§ THE TASK
Would you retype exactly the lines from the one containing "Can you spot the black" through the last line of the records below, and nothing else?

§ DATASET EXCERPTS
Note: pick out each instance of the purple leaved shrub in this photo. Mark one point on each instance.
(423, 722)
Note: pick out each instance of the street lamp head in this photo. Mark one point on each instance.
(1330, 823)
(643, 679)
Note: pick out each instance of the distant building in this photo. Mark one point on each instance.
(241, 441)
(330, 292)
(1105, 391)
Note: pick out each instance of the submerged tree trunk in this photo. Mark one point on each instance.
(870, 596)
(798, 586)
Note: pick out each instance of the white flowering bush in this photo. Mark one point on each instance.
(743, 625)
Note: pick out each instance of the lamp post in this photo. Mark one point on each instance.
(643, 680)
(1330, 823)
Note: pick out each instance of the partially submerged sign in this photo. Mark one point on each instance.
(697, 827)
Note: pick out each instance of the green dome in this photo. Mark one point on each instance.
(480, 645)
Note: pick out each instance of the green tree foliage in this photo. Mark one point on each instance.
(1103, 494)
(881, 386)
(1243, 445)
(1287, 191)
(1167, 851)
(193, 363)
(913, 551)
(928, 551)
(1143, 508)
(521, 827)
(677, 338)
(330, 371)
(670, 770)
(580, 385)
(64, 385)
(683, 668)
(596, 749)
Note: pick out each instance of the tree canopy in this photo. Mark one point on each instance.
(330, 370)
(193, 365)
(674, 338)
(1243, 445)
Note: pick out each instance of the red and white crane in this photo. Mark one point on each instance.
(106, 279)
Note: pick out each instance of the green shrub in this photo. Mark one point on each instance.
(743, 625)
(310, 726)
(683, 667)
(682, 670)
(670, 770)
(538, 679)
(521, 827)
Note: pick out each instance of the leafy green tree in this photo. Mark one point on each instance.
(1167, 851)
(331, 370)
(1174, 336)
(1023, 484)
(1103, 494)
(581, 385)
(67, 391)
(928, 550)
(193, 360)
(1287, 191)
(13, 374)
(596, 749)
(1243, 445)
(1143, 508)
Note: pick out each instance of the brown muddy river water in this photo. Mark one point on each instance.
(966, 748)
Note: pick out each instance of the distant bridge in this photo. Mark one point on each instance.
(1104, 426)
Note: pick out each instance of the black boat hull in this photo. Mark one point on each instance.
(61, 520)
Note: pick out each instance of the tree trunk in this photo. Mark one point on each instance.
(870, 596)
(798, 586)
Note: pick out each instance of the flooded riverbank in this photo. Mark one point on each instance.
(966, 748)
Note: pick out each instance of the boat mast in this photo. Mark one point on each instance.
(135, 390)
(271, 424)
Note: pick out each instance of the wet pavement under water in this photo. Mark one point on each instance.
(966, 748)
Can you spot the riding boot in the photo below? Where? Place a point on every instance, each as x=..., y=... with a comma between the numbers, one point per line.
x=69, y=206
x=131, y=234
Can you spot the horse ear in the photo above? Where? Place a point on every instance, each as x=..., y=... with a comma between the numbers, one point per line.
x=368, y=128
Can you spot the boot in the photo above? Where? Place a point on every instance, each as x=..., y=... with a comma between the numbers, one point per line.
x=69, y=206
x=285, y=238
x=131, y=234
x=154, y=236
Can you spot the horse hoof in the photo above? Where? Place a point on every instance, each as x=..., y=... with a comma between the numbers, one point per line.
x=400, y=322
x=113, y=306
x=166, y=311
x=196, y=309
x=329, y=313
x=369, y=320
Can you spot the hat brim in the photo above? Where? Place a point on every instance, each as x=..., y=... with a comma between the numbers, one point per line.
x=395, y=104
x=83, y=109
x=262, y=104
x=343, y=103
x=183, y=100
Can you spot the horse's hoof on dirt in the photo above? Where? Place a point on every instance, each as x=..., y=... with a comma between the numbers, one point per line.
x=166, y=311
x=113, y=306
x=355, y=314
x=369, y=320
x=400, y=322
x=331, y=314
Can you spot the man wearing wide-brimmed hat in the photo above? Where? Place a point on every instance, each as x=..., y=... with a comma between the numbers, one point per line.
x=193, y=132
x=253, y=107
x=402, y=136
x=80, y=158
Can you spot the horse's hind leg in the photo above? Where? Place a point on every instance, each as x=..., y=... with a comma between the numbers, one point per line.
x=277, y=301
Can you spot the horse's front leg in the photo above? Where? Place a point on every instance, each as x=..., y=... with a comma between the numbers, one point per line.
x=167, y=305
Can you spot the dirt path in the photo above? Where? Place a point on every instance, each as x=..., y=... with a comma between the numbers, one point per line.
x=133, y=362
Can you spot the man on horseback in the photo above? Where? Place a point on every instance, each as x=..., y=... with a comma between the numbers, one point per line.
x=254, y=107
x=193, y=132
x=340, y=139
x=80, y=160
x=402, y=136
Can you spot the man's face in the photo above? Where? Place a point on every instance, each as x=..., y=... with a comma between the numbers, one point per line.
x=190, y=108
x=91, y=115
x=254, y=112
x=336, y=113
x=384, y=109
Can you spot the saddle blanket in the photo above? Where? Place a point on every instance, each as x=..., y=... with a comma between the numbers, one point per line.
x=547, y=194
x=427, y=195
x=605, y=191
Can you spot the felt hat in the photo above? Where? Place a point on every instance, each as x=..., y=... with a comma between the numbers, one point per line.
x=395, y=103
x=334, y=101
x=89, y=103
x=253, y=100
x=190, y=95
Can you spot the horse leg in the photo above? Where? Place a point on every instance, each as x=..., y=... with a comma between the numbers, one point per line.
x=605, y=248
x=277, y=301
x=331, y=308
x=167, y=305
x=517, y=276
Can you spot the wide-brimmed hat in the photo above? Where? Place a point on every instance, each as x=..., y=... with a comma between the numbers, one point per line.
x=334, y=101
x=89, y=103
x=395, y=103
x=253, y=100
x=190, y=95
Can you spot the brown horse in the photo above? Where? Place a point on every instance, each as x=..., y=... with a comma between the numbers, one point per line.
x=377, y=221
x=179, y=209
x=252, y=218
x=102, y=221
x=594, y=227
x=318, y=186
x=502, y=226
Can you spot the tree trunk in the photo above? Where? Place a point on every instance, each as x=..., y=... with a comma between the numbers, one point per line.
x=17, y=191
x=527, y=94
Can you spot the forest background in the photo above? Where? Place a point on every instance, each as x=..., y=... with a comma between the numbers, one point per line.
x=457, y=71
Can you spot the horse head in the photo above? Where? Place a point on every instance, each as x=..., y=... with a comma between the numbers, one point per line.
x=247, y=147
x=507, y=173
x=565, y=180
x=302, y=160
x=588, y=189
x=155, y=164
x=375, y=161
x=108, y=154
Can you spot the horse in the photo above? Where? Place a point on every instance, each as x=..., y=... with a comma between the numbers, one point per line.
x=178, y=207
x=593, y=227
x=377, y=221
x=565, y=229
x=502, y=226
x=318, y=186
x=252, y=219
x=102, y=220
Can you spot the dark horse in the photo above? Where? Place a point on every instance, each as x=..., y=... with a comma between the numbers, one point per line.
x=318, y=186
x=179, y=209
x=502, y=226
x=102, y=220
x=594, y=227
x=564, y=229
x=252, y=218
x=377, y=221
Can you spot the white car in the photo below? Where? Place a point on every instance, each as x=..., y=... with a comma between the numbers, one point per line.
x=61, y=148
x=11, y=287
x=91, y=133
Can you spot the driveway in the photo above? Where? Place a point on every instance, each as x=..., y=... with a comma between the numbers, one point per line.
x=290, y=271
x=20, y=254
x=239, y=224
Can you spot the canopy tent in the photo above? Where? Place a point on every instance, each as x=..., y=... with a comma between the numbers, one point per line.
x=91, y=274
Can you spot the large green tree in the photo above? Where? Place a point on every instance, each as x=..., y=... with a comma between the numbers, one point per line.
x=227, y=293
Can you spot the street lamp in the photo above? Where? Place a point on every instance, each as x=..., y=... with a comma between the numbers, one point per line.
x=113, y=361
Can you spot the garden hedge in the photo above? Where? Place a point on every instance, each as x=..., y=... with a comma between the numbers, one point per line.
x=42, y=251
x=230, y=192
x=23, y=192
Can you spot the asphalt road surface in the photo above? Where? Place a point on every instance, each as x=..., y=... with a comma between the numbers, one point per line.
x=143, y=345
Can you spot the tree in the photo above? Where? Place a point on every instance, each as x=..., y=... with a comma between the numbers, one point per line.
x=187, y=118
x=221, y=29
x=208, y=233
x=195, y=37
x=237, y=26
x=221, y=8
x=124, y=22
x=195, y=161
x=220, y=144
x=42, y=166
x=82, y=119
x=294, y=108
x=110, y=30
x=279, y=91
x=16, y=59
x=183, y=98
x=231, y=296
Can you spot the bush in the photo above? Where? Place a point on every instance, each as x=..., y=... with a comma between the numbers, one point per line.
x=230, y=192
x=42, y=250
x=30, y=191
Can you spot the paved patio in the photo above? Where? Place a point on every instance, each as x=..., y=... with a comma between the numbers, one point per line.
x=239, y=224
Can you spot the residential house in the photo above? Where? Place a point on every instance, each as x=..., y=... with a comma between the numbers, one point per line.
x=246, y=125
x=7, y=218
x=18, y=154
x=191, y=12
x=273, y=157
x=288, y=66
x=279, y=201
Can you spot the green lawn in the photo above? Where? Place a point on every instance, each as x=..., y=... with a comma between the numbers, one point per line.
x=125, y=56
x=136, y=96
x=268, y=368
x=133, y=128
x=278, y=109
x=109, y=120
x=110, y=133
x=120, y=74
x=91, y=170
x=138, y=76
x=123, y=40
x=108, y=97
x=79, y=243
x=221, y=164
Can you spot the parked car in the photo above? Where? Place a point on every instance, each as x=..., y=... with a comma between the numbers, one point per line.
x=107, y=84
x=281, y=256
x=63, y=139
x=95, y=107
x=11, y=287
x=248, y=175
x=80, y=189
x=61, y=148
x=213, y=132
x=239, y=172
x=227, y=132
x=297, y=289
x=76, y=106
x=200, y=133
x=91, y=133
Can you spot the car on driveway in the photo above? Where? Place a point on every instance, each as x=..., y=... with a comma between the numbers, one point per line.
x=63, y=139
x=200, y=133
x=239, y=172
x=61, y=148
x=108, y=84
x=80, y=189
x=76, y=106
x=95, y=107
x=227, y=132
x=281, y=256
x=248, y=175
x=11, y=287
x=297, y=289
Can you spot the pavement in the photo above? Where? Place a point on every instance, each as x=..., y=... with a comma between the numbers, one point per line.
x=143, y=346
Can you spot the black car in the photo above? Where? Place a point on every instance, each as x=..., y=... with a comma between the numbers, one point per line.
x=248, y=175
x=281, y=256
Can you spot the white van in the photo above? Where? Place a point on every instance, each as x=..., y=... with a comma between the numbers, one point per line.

§ EXERCISE ANSWER
Can you spot the black car in the photo above? Where? Place a point on every instance, each as x=..., y=... with a comma between the numbers, one point per line.
x=248, y=175
x=281, y=256
Can you spot the white van in the photo above? Where? Place a point on every instance, each as x=..., y=... with a comma between the numbers, one point per line.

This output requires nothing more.